* Start TEXT TO READ *

The Iran conflict has no congressional authorization and no end date
On February 28, 2026, the United States and Israel launched joint strikes against Iranian military targets. The strikes killed Iranian Supreme Leader Ayatollah Ali Khamenei and targeted Iran’s navy and ballistic missile capabilities. Congress was not consulted. Congress did not vote.
Here is what happened next:
| Date | Event |
|---|---|
| Feb 28, 2026 | U.S. and Israel strike Iranian military targets without congressional authorization |
| Feb 28 | Sen. Tim Kaine calls for immediate war powers vote |
| Mar 4 | House rejects war powers resolution. Two Republicans vote yes. |
| Mid-March | Iran fires missiles at Diego Garcia, a joint U.S.-U.K. outpost in the Indian Ocean |
| Mar 24 | Senate blocks third attempt to stop the war |
| Mar 26 | Trump threatens "wide-scale destruction" of civilian infrastructure if Iran does not reopen the Strait of Hormuz |
| Apr 7 | U.S. and Iran agree to a two-week ceasefire, less than two hours before Trump's deadline |
| Apr 8 | Ceasefire begins. Attacks across the region continue. |
| Apr 13 | U.S. imposes naval blockade on Iranian ports |
| Apr 22 | Senate blocks fifth war powers resolution. Only Paul and Collins vote yes. |
| Apr 30 | 60-day War Powers deadline passes. Administration claims ceasefire "stops the clock." |
| May 1 | Senate Republicans defer to Trump on Iran war despite the deadline |
| May 8 | U.S. fires on two Iranian oil tankers in the Strait of Hormuz |
| May 14 | House war powers resolution fails in a 216-216 tie |
| May 19 | Senate advances war powers resolution 50-47 after four Republicans defect |
Source links: NPR, Stars and Stripes, Lawfare
NPR / Stars and Stripes →The May 19 vote was the eighth attempt. It was the first to succeed. Four Republican senators voted with Democrats:
| Senator | State | Notes |
|---|---|---|
| Rand Paul | Kentucky | Has voted for every war powers resolution in 2026 |
| Susan Collins | Maine | Said the 60-day deadline is “not a suggestion, it is a requirement” |
| Lisa Murkowski | Alaska | Said Congress has a role and open-ended military action requires “clear accountability” |
| Bill Cassidy | Louisiana | Broke with his party for the first time on war powers after losing a primary |
”The War Powers Act establishes a clear 60-day deadline for Congress to either authorize or end U.S. involvement in foreign hostilities. That deadline is not a suggestion; it is a requirement.”

* End TEXT TO READ *
* Start EXCERPTED RECORDS *

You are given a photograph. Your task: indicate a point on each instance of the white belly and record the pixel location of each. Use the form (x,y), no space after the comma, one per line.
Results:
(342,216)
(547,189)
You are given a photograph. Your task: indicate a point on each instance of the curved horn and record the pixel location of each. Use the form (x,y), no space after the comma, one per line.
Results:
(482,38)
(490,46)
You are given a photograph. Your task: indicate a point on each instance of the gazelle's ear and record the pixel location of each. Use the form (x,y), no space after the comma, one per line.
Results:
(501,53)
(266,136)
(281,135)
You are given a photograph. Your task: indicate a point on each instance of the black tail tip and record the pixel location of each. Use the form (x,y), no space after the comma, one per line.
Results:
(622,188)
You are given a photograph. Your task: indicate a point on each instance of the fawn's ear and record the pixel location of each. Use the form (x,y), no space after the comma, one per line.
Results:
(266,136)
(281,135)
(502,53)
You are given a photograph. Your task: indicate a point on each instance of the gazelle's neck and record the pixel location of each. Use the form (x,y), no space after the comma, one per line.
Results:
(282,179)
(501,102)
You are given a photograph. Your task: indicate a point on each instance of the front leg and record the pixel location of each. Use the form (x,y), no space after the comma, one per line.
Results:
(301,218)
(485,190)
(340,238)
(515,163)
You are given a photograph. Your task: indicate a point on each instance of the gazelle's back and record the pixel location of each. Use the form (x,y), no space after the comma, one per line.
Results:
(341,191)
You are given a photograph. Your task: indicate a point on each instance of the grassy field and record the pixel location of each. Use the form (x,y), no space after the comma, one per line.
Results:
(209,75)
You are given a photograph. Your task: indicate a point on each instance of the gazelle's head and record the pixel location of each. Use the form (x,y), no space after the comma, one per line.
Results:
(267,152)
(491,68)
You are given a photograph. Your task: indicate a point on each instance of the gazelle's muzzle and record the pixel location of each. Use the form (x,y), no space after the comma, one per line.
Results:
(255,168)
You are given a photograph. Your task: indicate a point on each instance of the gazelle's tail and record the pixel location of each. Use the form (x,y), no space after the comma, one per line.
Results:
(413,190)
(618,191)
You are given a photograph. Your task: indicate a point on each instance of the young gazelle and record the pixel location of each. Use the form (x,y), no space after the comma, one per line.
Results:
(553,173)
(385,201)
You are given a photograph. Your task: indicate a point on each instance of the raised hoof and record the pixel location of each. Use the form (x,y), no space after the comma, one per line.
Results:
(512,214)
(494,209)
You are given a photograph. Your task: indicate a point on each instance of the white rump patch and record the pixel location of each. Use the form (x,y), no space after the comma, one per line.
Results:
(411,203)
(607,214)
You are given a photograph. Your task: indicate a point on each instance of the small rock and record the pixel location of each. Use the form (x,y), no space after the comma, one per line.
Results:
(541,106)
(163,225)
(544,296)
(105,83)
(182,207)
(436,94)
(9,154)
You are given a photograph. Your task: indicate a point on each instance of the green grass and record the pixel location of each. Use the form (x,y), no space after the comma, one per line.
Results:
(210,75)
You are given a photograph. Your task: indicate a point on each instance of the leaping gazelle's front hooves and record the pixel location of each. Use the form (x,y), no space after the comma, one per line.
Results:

* End EXCERPTED RECORDS *

WORK TO DO>
[1] According to the Iran conflict text, what was the outcome of the House war powers resolution on May 14?
[2] Rewrite everything in the Iran conflict text from "The Iran conflict" down to "did not vote.", putting "attacks" in place of "strikes".
The entries above are not needed here.

ANSWERS PER TASK>
[1] It failed in a 216-216 tie.

[2]
The Iran conflict has no congressional authorization and no end date
On February 28, 2026, the United States and Israel launched joint attacks against Iranian military targets. The attacks killed Iranian Supreme Leader Ayatollah Ali Khamenei and targeted Iran’s navy and ballistic missile capabilities. Congress was not consulted. Congress did not vote.